> [TASK INSTRUCTIONS]: Taking each line of the material below in turn, count those containing the string "dark". Provide the number alone.

> [EXERCISE DATA]:
╭──
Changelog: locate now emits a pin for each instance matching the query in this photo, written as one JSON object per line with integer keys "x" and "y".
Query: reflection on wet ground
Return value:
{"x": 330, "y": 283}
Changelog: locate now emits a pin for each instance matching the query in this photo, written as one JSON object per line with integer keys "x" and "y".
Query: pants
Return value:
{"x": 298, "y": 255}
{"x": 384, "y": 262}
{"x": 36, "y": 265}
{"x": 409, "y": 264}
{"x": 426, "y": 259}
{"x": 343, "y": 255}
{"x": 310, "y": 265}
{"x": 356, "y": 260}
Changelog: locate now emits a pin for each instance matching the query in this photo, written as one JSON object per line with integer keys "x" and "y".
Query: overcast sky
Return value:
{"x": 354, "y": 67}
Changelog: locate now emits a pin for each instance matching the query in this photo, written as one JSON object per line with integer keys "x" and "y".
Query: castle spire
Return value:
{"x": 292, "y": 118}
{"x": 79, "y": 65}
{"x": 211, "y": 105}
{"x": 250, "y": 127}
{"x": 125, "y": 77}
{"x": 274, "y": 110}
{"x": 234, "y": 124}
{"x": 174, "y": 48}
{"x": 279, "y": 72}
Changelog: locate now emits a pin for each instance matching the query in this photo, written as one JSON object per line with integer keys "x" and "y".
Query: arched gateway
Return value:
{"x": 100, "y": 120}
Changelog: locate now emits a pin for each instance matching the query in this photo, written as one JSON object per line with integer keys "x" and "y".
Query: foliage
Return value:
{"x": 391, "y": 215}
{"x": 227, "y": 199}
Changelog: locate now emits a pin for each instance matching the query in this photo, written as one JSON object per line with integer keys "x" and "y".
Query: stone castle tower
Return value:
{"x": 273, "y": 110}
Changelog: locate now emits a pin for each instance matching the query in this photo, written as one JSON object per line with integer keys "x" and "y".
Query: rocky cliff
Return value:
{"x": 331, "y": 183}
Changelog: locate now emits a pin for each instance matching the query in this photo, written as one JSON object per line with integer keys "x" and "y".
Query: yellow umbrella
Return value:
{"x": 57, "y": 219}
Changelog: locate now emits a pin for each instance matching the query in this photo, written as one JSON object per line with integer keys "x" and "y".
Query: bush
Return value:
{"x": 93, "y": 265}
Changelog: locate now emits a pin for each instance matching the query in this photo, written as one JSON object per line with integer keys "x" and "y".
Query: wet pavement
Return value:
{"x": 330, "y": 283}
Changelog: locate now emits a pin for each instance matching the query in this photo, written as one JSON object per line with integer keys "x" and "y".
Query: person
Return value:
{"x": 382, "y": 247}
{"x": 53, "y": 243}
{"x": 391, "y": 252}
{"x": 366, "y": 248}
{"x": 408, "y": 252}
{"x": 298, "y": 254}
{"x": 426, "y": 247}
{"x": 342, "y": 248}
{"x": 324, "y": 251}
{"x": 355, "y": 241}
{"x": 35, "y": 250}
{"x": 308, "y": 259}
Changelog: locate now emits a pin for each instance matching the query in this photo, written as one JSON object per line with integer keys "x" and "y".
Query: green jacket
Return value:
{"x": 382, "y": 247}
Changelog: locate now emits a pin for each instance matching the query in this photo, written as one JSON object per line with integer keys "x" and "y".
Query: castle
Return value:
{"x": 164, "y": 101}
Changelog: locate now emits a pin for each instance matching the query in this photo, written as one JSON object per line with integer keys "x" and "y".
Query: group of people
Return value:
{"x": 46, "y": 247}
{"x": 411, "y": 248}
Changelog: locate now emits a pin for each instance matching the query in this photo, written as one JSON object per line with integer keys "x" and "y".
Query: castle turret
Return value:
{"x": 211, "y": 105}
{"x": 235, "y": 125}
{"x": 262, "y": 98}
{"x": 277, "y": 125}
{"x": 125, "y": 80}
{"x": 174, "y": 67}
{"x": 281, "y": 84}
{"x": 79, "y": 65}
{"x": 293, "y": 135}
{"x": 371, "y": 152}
╰──
╭──
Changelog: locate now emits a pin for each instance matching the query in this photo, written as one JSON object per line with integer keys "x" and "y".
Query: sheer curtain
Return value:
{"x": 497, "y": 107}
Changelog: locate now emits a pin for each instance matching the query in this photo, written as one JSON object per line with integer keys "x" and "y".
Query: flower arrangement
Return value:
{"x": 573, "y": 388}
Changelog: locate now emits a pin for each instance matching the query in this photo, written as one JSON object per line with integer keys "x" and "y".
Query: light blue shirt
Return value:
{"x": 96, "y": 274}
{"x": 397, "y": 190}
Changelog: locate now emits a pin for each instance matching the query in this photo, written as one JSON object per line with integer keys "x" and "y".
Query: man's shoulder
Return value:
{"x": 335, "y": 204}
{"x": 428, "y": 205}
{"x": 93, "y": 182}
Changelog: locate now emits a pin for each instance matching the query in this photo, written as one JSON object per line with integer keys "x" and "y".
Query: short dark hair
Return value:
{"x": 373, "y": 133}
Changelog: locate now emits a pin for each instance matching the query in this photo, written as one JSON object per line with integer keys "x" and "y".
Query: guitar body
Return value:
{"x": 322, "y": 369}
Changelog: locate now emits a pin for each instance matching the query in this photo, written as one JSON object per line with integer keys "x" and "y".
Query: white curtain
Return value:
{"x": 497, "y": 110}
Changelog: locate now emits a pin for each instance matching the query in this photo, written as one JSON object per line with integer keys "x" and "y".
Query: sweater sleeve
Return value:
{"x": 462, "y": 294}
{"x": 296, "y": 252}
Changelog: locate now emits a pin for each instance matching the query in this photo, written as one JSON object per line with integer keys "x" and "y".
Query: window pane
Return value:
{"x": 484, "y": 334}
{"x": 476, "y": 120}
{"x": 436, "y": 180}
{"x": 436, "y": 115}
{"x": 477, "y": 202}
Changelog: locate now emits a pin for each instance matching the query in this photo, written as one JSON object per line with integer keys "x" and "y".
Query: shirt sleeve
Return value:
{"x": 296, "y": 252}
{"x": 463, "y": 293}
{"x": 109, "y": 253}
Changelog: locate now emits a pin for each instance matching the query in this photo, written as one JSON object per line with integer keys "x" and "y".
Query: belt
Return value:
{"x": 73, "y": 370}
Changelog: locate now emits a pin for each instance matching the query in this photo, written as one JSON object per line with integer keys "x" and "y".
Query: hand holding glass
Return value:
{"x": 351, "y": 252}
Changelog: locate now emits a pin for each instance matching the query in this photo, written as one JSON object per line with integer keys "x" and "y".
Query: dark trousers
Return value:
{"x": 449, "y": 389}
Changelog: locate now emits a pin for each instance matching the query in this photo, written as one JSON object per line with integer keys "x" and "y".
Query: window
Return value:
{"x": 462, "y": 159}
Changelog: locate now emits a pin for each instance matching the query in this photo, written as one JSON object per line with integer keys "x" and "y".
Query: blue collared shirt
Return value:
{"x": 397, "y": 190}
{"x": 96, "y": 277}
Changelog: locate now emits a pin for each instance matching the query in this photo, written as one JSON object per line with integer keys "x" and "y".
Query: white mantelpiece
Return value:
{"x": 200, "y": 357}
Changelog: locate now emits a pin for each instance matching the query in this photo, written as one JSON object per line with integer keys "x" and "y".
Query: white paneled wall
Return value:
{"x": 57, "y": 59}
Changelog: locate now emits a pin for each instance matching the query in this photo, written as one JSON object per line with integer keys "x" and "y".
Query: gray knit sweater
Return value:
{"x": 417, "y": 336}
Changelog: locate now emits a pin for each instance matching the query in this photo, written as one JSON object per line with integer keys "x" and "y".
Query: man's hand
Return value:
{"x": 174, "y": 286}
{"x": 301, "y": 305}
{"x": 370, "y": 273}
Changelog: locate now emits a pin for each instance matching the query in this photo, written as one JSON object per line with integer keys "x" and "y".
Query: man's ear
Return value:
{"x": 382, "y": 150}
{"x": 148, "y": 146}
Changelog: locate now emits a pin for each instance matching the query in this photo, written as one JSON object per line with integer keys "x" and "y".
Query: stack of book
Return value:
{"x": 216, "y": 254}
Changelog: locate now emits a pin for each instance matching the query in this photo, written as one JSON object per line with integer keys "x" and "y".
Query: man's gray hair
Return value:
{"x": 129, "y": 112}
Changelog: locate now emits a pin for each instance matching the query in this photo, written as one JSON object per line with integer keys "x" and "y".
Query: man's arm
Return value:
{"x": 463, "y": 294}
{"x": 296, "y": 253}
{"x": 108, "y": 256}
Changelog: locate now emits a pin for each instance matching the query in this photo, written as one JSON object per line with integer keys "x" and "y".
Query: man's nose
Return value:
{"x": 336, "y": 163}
╰──
> [RESPONSE TO THE EXERCISE]: 2